RECORDS FOR THE TASK:
——

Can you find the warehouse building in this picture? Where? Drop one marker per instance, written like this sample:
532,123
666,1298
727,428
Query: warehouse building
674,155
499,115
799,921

——

DESCRIPTION OF THE TASK:
Copy out the full listing above. Keep every word as it is.

EXERCISE OUTPUT:
Can you find the warehouse building in this picture? Where? Drop one marker per instance, written like this sample:
532,123
666,1298
727,428
Query: warehouse building
674,155
499,115
799,921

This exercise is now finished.